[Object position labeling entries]
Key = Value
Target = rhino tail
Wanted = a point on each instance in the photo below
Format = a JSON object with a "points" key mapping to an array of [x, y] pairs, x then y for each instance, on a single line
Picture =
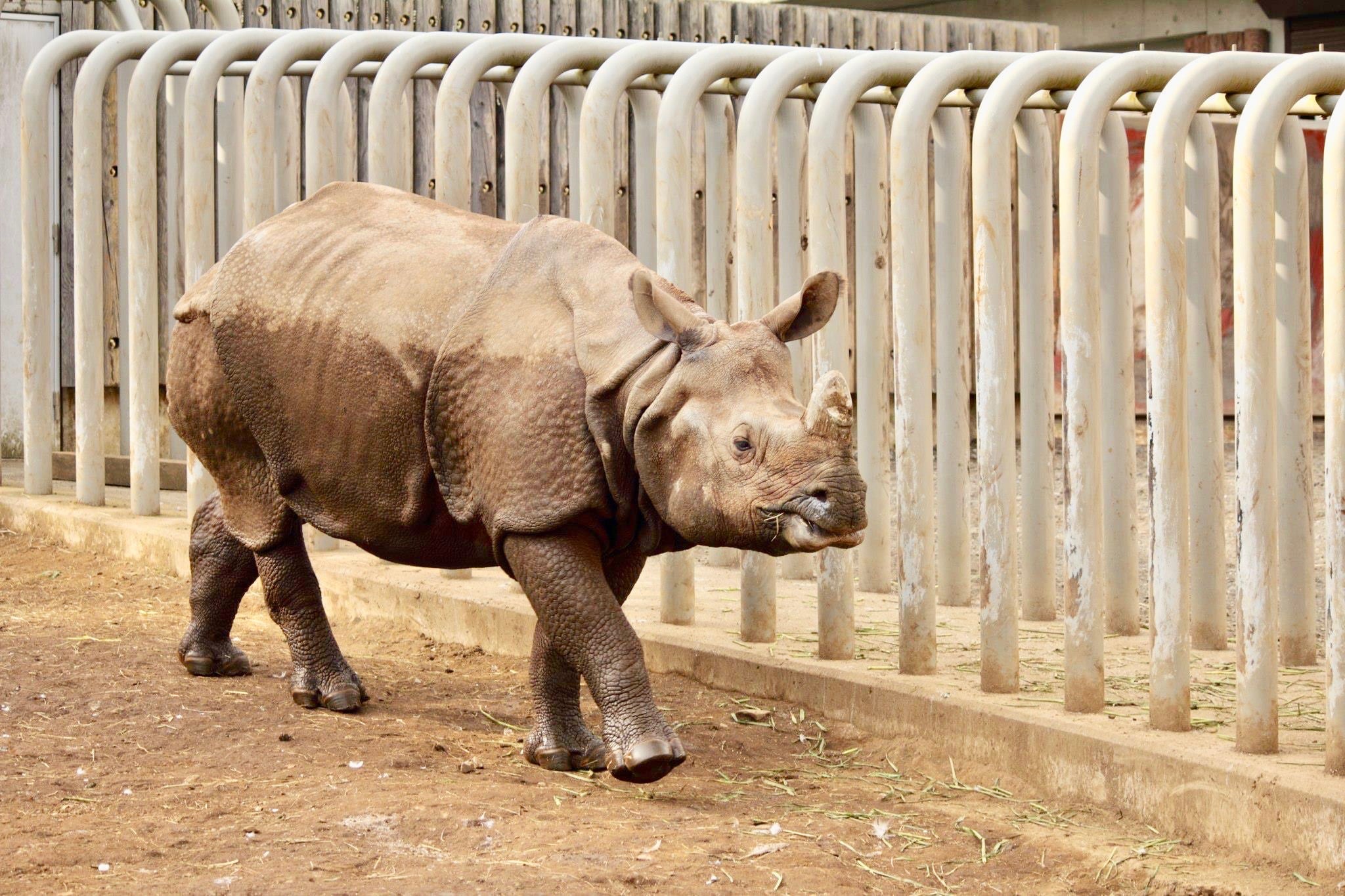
{"points": [[195, 301]]}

### Written request
Offset every x and y coordinate in the answers of the records above by adding 142, then write out all the lines again, requests included, with the pictures omitted.

### Written solution
Key = Value
Target = rhino tail
Wanted = a point on each instance in the photo below
Format = a JSON object with a "points" key mapping to an array of [x, y] pairs, x then y for each instance, on a single line
Picture =
{"points": [[337, 443]]}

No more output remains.